§ **Task objective**:
Using the entries below, output exactly the line containing "The endpoint marks every instance of the dense" and all lines that follow it to the end.

BEGIN

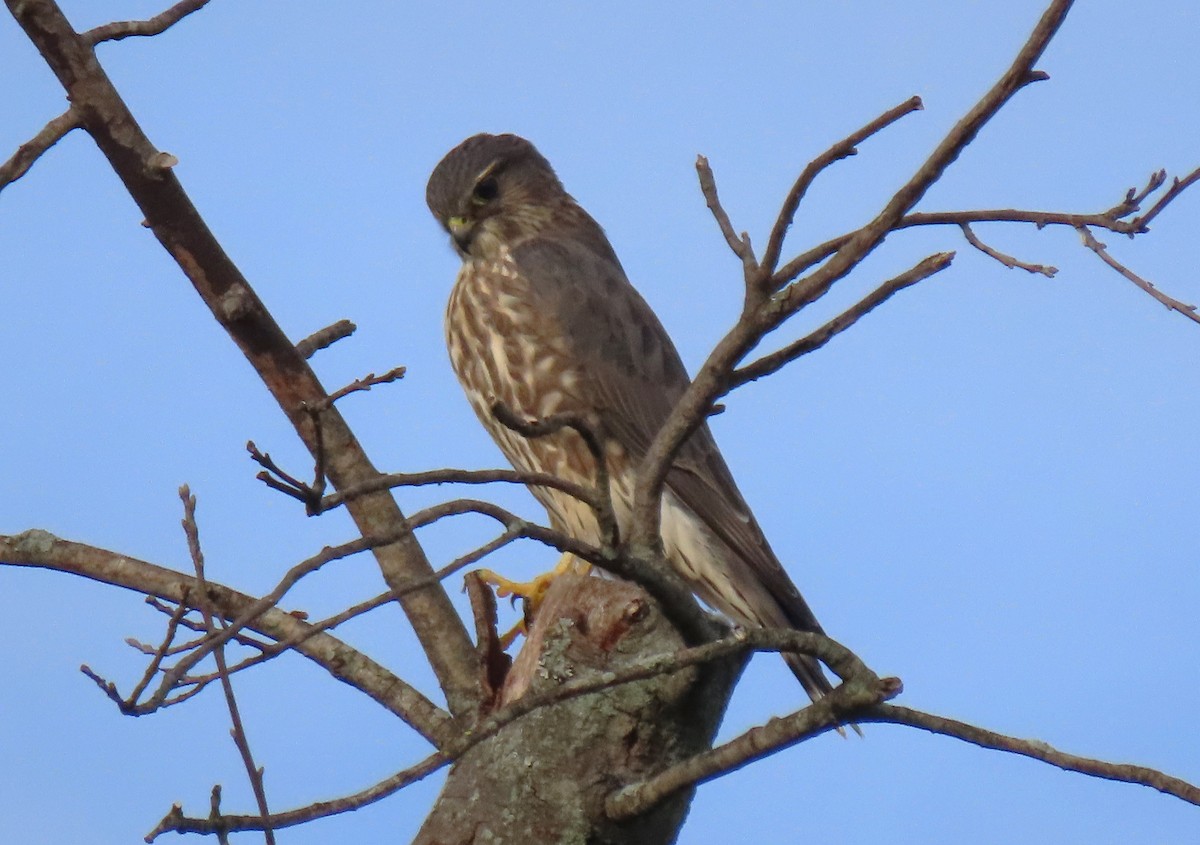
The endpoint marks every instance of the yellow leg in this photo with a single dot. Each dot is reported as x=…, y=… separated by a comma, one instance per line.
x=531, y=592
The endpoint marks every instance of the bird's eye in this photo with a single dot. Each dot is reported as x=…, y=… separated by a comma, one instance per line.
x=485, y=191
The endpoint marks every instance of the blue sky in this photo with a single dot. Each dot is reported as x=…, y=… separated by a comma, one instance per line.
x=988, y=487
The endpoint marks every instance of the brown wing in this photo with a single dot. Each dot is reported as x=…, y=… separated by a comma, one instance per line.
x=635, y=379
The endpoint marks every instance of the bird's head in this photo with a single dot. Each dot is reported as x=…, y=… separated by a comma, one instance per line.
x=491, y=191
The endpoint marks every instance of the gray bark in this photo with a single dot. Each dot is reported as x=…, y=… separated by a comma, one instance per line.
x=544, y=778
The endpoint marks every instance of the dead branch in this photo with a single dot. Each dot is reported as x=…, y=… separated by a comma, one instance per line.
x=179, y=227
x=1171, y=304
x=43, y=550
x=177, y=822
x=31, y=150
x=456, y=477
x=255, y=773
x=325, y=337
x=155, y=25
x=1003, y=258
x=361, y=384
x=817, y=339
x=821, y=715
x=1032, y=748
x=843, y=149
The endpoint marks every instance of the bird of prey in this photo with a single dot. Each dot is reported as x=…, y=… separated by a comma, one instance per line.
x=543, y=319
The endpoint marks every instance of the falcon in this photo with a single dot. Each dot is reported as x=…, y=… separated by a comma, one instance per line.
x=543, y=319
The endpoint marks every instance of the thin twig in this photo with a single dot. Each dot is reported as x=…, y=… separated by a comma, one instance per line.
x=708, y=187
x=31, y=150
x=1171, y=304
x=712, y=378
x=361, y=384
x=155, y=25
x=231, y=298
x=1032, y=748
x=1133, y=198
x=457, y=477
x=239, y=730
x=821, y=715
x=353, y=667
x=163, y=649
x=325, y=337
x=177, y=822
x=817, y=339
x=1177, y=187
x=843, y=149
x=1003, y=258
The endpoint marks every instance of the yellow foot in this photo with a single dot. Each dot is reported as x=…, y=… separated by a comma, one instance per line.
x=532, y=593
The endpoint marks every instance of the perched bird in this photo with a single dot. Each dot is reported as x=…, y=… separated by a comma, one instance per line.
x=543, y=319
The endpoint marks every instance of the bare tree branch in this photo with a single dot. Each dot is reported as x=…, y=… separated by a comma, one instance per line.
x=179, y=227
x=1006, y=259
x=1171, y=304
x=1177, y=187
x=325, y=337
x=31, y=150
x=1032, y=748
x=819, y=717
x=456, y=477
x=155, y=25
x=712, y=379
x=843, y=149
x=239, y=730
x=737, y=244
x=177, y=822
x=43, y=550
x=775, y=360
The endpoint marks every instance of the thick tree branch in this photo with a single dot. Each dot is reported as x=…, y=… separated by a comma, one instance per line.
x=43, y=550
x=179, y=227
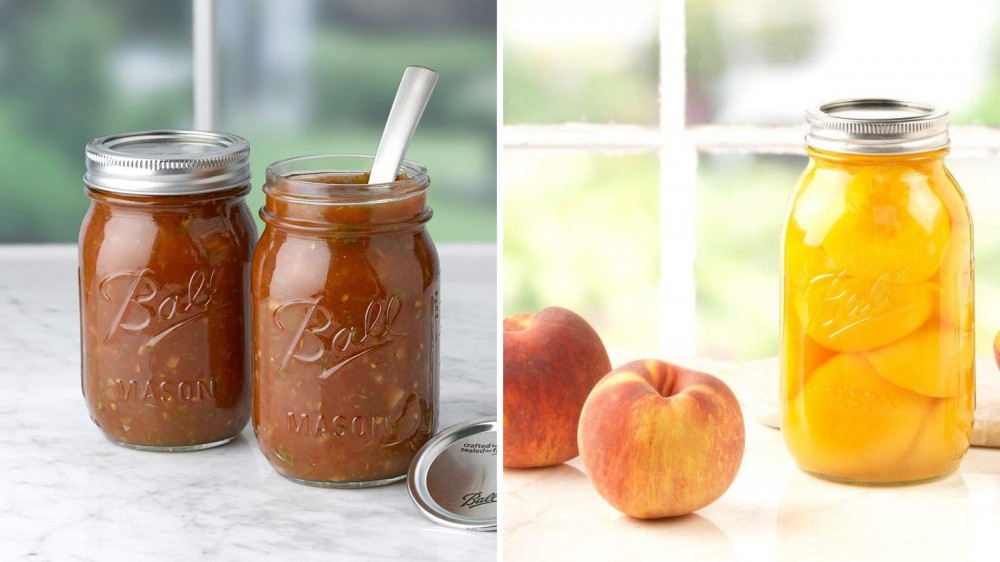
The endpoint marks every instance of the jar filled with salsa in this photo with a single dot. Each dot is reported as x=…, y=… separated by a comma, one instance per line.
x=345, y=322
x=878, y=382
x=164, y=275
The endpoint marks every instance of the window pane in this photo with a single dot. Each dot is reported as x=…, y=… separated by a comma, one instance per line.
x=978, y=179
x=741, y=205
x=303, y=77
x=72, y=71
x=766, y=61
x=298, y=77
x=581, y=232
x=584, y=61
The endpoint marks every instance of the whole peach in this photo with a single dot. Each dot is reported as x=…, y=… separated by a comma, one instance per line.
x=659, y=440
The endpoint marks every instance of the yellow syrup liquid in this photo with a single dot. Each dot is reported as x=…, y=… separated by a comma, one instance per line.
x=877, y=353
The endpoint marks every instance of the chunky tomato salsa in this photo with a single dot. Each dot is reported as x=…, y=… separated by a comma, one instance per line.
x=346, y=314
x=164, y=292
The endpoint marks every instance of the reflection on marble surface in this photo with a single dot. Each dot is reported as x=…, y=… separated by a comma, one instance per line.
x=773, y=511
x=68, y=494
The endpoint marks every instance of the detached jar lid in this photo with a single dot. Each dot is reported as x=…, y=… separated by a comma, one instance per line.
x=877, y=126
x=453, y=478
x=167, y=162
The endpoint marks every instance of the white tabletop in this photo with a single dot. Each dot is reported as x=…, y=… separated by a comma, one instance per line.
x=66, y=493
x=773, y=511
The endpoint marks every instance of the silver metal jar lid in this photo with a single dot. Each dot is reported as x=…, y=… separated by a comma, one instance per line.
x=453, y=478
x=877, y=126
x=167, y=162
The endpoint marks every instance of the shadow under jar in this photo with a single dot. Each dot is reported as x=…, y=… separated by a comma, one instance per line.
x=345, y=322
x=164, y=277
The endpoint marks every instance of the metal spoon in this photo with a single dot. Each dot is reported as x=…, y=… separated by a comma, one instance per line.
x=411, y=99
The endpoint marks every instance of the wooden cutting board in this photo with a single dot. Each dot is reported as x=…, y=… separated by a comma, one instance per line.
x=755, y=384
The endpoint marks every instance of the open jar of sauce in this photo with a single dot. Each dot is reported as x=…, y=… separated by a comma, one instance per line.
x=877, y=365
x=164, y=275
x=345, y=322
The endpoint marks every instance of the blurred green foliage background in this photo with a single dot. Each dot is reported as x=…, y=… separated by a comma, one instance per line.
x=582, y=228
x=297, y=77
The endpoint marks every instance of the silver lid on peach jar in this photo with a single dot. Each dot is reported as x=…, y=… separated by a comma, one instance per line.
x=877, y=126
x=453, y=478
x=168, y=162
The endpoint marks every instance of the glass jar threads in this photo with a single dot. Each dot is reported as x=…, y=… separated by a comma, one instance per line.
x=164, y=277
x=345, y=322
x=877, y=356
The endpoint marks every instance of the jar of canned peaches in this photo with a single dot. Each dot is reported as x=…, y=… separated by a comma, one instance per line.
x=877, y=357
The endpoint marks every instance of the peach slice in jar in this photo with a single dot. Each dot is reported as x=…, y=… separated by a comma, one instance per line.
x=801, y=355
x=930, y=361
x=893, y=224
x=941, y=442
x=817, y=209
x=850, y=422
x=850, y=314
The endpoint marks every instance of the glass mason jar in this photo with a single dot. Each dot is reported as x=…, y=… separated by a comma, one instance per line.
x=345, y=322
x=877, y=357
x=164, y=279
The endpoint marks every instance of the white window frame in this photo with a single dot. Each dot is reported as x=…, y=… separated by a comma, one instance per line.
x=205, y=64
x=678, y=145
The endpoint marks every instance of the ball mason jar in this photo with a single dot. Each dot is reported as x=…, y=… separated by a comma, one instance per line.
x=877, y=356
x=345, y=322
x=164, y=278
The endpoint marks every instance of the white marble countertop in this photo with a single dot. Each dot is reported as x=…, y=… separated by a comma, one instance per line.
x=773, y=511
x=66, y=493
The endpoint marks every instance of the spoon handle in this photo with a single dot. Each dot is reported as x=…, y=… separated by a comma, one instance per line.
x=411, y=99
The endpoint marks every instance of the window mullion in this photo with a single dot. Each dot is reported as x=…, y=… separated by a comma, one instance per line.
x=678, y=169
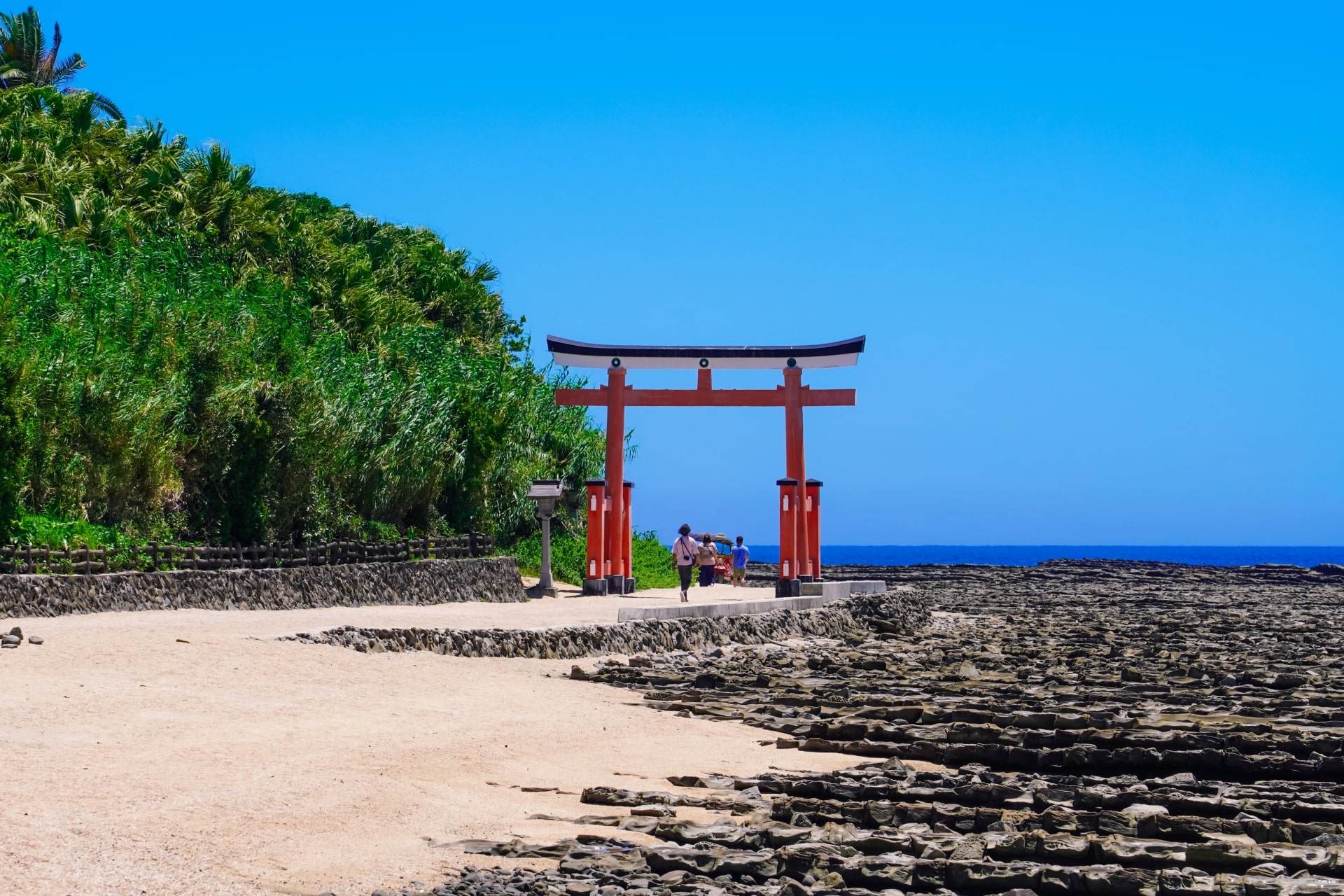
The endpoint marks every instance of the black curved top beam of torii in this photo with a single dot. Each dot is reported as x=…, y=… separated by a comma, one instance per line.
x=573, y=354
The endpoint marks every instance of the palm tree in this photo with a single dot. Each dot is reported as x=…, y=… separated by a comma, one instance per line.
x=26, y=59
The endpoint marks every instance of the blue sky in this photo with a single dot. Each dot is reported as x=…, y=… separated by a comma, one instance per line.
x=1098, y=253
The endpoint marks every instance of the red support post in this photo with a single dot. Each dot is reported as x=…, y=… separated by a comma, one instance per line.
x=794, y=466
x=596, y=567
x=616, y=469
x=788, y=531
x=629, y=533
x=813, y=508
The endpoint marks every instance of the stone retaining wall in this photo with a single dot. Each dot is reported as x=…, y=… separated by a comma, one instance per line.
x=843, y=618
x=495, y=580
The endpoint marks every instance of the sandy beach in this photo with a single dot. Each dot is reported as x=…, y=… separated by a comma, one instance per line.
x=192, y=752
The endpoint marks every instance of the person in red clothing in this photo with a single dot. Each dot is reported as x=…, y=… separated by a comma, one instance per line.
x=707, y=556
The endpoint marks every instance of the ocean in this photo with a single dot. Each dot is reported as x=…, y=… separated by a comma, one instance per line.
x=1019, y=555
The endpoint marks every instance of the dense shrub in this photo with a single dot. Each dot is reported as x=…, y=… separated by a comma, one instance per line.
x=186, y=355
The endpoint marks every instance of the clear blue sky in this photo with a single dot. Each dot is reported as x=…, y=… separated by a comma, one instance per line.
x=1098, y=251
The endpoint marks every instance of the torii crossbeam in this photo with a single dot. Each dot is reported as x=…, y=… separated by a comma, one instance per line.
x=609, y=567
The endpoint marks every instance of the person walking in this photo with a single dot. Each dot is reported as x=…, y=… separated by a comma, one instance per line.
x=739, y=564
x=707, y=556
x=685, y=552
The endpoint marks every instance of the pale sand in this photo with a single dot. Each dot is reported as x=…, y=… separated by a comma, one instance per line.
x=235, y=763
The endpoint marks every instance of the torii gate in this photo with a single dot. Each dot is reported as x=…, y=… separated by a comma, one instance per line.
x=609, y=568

END

§ **Solution to this exercise**:
The endpoint marks every instance of the dense shrub in this photo with a single dot. Each dot is reported as x=…, y=… separated by a comma, one instance per line.
x=186, y=355
The endpoint marks every instance of the clear blue sky in this photo with a single dot. Each dot is reported as x=…, y=… separated by a comma, one instance per line.
x=1098, y=251
The endpoint marks every instance of the torii crossbeam in this photo with a single dot. Each dot is reported as x=…, y=… separated by a comma, one instance per line.
x=609, y=567
The endpoint marks every instance of the person walking in this photo with a single dot. Each dot is reported as x=…, y=… separated by a comma, one instance per line.
x=739, y=564
x=707, y=556
x=685, y=552
The endpoint marks every instance of the pale sand in this photo with a single dot. Each dot is reported as x=…, y=… separated by a comma, one instance per line.
x=235, y=763
The endpoint marks every instance of the torii gate in this photo with a single dot. Each dot is reported as x=…, y=… separated by a comma, one instance per line.
x=609, y=568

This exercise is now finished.